Tasks to complete -
**A)** According to the Manchester Arena attack report, how many police were deployed overnight?
**B)** Extend the news report on the Manchester Arena attack, picking up after its final sentence.

Given text -
—————

NEW: Death toll from attack rises to 22, police confirm children among the dead
Attacker, believed to have been carrying an improvised bomb, also died at the scene
Monday’s attack outside an Ariana Grande concert at Manchester Arena killed at least 22 people, including children, and was carried out by a lone suspect carrying a bomb, Manchester Police said.
“The attacker, I can confirm, died at the arena. We believe the attacker was carrying an improvised explosive device, which he detonated, causing this atrocity,” said Chief Constable Ian Hopkins.
While police believe the suspect was acting alone, investigations are ongoing to establish if he was part of a network.
As many as 400 police were deployed overnight, Hopkins said early Tuesday. He added that residents should expect to see more armed officers on the streets.
If confirmed as a terror incident, it would be the deadliest attack on British soil since the 2005 London bombings, which killed 52 people.

—————

Material provided -
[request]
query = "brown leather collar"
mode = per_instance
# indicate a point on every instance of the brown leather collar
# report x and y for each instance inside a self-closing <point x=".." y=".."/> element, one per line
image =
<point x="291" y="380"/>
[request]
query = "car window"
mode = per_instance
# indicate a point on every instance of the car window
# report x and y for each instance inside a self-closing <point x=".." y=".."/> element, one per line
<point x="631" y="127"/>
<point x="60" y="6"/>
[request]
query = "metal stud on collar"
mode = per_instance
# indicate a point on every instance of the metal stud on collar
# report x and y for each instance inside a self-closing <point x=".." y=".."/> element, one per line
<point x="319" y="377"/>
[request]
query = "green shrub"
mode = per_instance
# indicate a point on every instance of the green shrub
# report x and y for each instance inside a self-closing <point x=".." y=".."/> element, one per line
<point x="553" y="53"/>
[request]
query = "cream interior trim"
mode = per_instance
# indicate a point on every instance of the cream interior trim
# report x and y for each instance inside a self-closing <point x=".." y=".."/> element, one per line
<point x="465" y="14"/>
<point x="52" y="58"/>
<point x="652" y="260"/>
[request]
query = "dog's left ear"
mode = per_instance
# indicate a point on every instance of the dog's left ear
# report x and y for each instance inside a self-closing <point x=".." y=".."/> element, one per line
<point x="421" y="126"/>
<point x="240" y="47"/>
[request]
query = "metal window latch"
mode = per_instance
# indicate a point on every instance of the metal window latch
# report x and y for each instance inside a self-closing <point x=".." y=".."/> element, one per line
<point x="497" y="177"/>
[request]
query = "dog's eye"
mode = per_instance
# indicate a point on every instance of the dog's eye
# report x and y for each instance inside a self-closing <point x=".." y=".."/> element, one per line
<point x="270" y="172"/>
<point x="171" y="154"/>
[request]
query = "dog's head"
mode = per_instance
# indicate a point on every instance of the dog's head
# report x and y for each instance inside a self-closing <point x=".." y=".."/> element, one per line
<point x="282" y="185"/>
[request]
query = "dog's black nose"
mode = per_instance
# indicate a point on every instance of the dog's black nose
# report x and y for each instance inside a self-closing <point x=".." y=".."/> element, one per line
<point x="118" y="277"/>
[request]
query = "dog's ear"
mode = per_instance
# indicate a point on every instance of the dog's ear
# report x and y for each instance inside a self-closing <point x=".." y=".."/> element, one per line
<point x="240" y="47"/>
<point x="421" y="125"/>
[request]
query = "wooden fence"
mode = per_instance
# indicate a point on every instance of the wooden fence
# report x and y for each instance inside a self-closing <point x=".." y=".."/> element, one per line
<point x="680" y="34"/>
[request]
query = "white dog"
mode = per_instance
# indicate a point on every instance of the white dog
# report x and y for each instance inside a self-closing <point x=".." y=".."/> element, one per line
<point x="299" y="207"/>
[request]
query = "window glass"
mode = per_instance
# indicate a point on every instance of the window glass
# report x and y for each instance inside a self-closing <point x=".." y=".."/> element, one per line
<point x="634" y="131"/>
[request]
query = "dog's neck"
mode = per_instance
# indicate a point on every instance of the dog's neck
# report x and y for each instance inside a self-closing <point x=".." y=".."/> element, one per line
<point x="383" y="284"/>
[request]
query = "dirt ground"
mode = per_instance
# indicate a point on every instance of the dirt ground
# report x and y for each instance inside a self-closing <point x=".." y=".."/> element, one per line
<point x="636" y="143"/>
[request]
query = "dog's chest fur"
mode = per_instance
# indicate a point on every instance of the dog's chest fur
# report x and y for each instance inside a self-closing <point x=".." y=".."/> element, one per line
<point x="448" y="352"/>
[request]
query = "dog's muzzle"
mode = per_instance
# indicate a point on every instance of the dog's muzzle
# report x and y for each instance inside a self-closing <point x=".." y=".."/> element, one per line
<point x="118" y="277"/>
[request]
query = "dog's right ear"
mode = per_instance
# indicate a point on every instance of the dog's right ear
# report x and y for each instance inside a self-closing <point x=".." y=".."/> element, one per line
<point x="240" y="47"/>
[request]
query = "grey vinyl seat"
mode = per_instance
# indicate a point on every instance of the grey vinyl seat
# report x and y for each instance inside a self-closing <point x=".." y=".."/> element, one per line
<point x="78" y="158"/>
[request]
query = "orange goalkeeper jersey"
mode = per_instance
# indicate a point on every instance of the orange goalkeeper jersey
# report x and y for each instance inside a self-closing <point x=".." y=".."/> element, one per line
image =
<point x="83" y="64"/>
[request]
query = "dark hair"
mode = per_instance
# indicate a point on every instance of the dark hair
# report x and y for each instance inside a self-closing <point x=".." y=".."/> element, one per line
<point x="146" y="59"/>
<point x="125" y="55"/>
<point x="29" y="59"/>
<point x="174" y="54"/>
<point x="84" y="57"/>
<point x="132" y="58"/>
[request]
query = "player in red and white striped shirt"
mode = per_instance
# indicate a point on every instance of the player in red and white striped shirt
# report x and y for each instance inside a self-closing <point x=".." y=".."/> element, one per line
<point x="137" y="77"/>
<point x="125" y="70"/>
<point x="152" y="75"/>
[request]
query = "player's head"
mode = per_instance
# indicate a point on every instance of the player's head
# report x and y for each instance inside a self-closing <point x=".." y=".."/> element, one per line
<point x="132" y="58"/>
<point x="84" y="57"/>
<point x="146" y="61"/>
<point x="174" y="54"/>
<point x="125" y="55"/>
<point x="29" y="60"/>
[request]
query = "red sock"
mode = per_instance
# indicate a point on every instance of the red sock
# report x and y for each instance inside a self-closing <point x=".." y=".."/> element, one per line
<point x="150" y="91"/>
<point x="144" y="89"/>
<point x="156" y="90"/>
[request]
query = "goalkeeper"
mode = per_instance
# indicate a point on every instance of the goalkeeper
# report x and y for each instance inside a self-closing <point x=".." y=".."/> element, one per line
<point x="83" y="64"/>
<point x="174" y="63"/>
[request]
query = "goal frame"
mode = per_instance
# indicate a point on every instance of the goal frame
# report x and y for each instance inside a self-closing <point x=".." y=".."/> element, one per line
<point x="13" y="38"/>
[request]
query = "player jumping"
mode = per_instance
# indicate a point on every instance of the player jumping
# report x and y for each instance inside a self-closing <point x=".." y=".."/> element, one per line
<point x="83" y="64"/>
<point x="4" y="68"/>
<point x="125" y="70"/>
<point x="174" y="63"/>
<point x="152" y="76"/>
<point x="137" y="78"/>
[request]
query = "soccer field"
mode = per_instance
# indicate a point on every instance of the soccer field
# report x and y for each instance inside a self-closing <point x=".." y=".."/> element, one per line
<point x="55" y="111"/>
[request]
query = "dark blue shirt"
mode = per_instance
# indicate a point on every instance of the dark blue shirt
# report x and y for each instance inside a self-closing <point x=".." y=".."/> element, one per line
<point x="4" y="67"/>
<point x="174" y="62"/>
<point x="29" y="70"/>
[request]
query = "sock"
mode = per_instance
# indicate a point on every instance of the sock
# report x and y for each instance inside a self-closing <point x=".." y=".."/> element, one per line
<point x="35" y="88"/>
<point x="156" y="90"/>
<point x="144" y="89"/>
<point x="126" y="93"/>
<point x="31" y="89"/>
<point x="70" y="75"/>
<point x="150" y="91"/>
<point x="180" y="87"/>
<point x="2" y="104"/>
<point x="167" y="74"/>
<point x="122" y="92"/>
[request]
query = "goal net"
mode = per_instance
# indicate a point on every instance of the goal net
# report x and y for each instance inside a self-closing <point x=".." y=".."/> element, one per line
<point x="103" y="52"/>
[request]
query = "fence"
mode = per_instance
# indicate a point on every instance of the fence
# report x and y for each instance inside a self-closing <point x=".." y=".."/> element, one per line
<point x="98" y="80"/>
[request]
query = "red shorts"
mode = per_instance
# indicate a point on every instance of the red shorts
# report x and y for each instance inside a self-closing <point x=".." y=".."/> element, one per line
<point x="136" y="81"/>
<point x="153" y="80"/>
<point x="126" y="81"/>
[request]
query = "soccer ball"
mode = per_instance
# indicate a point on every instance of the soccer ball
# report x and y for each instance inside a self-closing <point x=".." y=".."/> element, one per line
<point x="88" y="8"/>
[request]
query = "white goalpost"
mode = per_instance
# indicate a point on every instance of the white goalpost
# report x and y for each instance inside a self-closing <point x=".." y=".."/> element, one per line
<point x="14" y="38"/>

—————

Your responses -
**A)** As many as 400.

**B)**
- Almost 60 people were also injured in the attack
- UK Prime Minister Theresa May: incident an “appalling terrorist attack”
- Government to hold emergency Cobra committee Tuesday
- Ariana Grande tweets that the incident left her “broken”
- Mancunians open their doors, offer rides, to those left stranded by area lockdown
- Emergency phone line set up: +44 (0)161 856 9400
How it happened
As concertgoers – many of them young fans of the singer – were beginning to leave the arena after Grande’s closing set, an explosion rocked the area. Confusion followed as people fled in search of safety, and the sound of wailing sirens soon cut through the smoky air outside the arena.
UK attack: More coverage
The incident happened shortly after Grande had left the stage, according to eyewitnesses. Coral Long, the mother of a 10-year-old concertgoer, told CNN’s Hala Gorani that they were getting ready to leave the arena when they heard a loud bang from the left side of the arena.
People started running following the explosion, she said. “How we weren’t crushed to death is a miracle.”
She said her daughter was “devastated – for her to be 10 years old and witness something like that is just horrific.”
Social media posts from the scene showed panicked concertgoers running down the arena’s stairs in an attempt to get away.
The city’s Manchester Royal Infirmary Hospital was blocked off to all but essential staff due to what the facility called a major incident.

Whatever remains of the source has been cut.